BEGIN Records for the task

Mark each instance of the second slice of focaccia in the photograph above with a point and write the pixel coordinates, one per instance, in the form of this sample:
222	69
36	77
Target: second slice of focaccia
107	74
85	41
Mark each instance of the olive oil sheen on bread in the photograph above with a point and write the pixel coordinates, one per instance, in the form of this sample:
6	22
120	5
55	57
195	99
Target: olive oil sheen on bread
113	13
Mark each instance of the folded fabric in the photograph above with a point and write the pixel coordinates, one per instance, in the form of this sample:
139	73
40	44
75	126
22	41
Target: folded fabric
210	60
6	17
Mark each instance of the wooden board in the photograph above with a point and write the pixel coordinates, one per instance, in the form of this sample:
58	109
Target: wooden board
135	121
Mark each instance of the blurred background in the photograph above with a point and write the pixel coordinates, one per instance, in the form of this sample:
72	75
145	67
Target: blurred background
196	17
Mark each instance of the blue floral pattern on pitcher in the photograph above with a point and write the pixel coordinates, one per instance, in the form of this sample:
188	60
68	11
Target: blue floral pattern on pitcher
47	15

END Records for the task

Written request: Rewrite the data above with every "Target" replaced by "Label", leaving everything else unchanged.

Exercise answer:
Mark each instance of the second slice of focaccia in the photograph above with a point and write the pixel coordinates, one per instance, in the form of this sample:
222	69
36	77
Label: second slice of focaccia
107	74
85	41
Mark each instance of the olive oil sheen on bread in the photograph above with a point and write the pixel coordinates, one per instance, in the form of this sample:
6	22
120	5
55	57
195	99
Label: olive oil sheen on bread
113	13
Mark each instance of the folded fabric in the photograph above with a point and write the pixel coordinates, one per instance, in the form of this sample:
139	73
40	44
75	126
22	41
Label: folded fabric
210	60
6	17
Mark each instance of the wooden board in the photograph above with a point and write the pixel coordinates, one per instance, in the form of this sample:
58	109
Label: wooden board
135	121
Mark each instance of the blurred background in the photograph above with a point and write the pixel coordinates, one per instance, in the form of this sample:
72	75
145	67
Label: blurred background
196	17
Mark each instance of the blue floral pattern on pitcher in the photograph above with a point and write the pixel coordinates, one per instance, in the form of this sample:
188	60
68	11
Label: blue floral pattern on pitcher
47	15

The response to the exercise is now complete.